(PROVIDED DATA begins)

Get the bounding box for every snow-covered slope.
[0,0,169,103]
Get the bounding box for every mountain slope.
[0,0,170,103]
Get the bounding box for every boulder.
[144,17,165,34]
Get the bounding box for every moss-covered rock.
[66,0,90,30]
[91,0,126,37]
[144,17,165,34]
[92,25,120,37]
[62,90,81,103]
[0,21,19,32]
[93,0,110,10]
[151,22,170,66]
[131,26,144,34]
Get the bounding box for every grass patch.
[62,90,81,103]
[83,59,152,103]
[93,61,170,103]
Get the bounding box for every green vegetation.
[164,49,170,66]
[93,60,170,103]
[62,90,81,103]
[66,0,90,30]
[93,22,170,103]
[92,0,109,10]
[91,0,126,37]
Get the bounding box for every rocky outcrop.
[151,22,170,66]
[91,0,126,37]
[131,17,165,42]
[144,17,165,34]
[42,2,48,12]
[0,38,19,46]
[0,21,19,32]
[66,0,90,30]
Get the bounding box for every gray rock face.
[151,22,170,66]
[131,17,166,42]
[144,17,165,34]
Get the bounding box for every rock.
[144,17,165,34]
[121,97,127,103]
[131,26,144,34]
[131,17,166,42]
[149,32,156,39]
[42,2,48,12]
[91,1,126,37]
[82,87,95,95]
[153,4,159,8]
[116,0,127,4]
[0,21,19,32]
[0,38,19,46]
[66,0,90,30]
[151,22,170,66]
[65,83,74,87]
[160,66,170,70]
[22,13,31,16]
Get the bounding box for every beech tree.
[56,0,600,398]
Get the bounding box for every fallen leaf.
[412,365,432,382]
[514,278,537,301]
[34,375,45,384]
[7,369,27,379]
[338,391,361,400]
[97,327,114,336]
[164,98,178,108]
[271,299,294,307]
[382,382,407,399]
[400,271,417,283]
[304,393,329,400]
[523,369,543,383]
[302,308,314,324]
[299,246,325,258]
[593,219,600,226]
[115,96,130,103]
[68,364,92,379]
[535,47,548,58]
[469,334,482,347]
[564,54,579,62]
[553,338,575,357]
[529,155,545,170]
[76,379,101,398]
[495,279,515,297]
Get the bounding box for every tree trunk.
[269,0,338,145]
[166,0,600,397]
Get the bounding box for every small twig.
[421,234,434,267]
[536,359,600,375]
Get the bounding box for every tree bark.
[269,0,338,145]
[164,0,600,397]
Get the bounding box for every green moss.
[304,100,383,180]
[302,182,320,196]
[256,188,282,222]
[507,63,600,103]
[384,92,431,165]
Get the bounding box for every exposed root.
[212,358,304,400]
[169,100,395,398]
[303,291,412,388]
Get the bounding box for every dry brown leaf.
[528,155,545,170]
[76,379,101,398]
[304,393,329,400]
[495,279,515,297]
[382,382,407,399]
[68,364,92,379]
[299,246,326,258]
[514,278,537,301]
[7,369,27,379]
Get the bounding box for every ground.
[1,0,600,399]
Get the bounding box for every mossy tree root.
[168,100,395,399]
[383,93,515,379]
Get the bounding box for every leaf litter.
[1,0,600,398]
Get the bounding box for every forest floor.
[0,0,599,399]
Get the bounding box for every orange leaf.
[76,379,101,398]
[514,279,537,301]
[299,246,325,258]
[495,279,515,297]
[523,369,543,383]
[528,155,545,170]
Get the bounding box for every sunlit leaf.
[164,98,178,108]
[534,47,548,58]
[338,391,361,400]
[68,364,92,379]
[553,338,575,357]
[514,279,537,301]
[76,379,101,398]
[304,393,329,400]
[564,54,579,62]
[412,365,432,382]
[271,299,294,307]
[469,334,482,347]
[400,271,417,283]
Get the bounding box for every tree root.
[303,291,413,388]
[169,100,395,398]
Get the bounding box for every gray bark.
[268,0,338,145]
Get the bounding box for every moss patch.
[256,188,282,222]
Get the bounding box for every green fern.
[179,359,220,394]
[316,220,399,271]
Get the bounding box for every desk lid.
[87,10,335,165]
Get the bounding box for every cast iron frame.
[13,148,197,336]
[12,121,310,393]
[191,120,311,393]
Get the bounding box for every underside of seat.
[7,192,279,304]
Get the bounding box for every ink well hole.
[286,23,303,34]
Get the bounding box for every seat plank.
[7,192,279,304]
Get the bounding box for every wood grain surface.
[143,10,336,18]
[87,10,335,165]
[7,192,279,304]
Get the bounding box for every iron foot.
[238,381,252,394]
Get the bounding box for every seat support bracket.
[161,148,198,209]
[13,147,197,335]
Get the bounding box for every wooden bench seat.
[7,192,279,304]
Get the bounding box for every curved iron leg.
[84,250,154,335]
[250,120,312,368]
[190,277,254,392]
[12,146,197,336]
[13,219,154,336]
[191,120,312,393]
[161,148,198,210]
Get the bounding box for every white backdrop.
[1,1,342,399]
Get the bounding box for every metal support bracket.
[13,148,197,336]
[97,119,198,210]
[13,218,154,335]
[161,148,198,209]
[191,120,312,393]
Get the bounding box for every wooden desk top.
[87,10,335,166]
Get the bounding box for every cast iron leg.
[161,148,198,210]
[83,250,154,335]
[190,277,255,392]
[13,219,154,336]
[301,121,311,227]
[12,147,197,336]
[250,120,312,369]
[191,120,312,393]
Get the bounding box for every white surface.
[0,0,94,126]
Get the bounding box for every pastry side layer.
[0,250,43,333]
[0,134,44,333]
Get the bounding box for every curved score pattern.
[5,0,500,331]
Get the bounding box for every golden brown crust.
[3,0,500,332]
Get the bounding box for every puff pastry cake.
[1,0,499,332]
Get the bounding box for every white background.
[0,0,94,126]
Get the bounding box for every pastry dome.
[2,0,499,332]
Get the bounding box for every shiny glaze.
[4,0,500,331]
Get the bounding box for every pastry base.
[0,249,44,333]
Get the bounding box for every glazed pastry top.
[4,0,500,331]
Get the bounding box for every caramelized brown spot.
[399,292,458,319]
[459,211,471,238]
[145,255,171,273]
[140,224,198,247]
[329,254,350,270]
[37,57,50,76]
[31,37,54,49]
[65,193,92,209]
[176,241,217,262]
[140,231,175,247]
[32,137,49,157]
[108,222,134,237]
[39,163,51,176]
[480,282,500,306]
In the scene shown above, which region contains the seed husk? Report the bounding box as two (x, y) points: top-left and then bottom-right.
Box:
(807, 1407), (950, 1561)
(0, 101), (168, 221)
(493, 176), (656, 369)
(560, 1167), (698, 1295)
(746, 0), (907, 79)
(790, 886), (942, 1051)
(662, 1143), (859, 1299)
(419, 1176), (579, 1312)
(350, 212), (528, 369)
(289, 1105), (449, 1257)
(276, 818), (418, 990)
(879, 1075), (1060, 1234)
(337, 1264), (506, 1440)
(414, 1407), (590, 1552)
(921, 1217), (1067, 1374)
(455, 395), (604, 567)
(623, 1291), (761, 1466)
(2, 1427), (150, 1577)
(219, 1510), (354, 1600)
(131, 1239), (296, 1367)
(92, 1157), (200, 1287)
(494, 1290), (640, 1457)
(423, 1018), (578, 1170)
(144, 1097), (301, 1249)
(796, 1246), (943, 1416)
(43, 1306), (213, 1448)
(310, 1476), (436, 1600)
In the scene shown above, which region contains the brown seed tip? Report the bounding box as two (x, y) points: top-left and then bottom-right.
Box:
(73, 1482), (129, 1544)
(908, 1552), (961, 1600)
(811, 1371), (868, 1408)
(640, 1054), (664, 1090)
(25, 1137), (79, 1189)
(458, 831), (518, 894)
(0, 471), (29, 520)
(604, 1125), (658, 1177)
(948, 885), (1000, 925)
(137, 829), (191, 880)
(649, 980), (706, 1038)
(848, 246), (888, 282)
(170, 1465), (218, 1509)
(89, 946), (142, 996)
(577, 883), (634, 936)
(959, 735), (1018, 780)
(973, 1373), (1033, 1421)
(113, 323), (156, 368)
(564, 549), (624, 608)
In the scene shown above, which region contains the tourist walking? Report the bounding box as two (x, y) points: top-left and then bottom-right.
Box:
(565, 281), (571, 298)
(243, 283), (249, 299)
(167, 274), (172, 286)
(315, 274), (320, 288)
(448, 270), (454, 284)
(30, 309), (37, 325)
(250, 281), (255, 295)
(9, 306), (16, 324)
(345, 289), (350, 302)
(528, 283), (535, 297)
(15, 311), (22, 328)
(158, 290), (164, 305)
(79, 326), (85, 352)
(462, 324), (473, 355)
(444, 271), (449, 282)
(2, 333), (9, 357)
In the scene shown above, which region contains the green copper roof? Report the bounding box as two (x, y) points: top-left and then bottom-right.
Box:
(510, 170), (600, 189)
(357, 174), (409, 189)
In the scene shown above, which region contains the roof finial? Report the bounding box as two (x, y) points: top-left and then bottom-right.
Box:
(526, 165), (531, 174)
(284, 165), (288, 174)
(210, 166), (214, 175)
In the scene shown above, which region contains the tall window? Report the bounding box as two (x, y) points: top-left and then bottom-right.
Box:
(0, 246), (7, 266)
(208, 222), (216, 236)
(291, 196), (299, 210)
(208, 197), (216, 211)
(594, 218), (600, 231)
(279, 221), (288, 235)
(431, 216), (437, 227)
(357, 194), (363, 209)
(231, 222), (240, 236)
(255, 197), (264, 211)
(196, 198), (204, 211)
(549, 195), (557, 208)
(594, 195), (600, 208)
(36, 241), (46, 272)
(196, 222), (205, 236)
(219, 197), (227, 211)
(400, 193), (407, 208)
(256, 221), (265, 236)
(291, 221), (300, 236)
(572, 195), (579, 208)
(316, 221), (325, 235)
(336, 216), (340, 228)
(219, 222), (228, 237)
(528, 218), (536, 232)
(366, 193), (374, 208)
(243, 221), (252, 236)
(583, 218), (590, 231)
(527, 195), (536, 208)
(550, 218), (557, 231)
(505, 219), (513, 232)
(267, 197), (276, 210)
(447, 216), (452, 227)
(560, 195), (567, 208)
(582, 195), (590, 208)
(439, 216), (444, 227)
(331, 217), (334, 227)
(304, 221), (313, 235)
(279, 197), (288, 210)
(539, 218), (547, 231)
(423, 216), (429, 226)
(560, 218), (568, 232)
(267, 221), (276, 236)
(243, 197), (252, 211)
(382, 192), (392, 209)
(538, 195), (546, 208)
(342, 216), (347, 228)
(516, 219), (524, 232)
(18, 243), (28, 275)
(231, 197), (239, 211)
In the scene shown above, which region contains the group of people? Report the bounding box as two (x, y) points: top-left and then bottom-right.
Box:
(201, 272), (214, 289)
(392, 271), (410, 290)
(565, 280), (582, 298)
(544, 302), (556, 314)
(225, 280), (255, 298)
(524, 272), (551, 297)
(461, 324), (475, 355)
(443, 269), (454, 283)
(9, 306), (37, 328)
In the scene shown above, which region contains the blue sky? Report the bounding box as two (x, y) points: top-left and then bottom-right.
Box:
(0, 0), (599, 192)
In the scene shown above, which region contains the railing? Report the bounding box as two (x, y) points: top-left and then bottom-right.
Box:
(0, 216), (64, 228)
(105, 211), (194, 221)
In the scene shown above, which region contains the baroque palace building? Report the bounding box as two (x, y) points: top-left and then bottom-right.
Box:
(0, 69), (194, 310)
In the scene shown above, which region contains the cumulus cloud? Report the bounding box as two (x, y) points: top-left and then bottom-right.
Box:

(PROVIDED DATA ends)

ACTIVITY: Looking back over the records above, in how many lines does the word "roof" occur? Give the number alone.

OUTPUT OF THE EXERCISE: 2